== What is expected ==
Pick out every line of the records below that contains the word "iron", and copy each such line in full.

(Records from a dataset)

<<<<

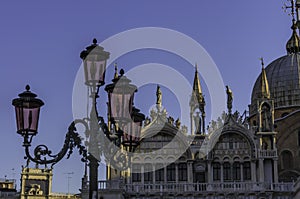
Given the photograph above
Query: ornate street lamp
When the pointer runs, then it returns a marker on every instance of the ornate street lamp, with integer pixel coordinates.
(120, 100)
(27, 112)
(27, 108)
(124, 122)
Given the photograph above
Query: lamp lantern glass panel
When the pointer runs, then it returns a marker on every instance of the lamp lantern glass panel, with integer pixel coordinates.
(120, 100)
(94, 70)
(94, 60)
(27, 108)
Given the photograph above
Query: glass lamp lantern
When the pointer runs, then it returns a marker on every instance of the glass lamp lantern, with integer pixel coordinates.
(94, 59)
(27, 108)
(120, 99)
(132, 131)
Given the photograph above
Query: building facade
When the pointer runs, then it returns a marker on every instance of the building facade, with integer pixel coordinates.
(249, 156)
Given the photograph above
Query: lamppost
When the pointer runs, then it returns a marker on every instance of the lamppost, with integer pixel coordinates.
(122, 129)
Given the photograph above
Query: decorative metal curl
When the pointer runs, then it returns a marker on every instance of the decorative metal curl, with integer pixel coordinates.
(42, 154)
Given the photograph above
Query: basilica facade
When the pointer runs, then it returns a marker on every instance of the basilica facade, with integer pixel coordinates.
(248, 156)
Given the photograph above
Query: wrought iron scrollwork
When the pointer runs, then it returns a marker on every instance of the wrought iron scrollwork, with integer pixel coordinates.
(44, 156)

>>>>

== Response below ==
Query: wrought iron scrollwork
When the pointer runs, then it returns a marker on every instance of the wrought iron scrollwork, with integer pixel coordinates.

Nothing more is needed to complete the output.